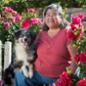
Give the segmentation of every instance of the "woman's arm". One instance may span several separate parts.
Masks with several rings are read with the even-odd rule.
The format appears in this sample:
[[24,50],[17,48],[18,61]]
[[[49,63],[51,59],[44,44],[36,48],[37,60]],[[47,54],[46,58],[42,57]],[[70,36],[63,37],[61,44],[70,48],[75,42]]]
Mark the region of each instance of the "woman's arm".
[[75,62],[74,57],[75,57],[78,49],[75,46],[73,46],[72,42],[70,42],[67,45],[67,48],[68,48],[68,51],[69,51],[70,56],[71,56],[70,69],[71,69],[71,72],[74,73],[76,71],[76,68],[77,68],[77,63]]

————

Exercise brief → If a line of the records above contains the word "several", count it; give only the total.

Answer area → 2